Problem requirements: Write the line that includes "of the white" and all subsequent lines, exactly as written, and nothing more.

:::::

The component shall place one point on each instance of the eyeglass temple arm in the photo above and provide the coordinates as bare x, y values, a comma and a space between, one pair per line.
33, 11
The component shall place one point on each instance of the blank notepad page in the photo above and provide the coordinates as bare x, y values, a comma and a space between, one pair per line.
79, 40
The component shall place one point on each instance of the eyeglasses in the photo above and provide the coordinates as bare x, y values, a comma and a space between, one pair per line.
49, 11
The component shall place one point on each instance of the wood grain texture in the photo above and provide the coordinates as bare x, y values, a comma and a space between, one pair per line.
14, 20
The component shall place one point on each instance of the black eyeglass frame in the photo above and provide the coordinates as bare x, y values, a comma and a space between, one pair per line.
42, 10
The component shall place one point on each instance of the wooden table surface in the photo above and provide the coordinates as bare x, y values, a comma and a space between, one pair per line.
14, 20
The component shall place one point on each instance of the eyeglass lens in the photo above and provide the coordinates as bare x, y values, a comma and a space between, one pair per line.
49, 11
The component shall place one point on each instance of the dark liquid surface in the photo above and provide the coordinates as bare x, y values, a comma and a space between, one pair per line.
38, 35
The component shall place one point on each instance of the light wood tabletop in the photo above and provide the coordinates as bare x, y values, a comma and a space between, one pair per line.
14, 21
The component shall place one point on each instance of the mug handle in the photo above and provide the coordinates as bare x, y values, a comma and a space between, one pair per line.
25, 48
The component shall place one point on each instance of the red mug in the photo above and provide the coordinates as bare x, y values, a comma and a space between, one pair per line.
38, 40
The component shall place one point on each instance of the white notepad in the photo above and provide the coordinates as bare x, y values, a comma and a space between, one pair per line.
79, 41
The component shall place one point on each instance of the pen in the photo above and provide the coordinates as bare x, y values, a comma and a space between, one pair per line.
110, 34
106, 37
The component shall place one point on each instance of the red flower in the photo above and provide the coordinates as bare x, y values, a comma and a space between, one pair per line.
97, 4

:::::

Full response:
The component shall place one point on each instance of the white notepad in the photo above and provide the coordinates as bare x, y values, a comma and a space between, one pair per line.
79, 41
The component shall place one point on each instance of the pen in the photo above and provide the coordinates as bare x, y values, a comma and a space between, one pair per line.
110, 34
106, 37
The component shall place one point on each instance of the red flower in the photo above and provide the coordinates as bare x, y values, a comma and a space between, one pair per line.
97, 4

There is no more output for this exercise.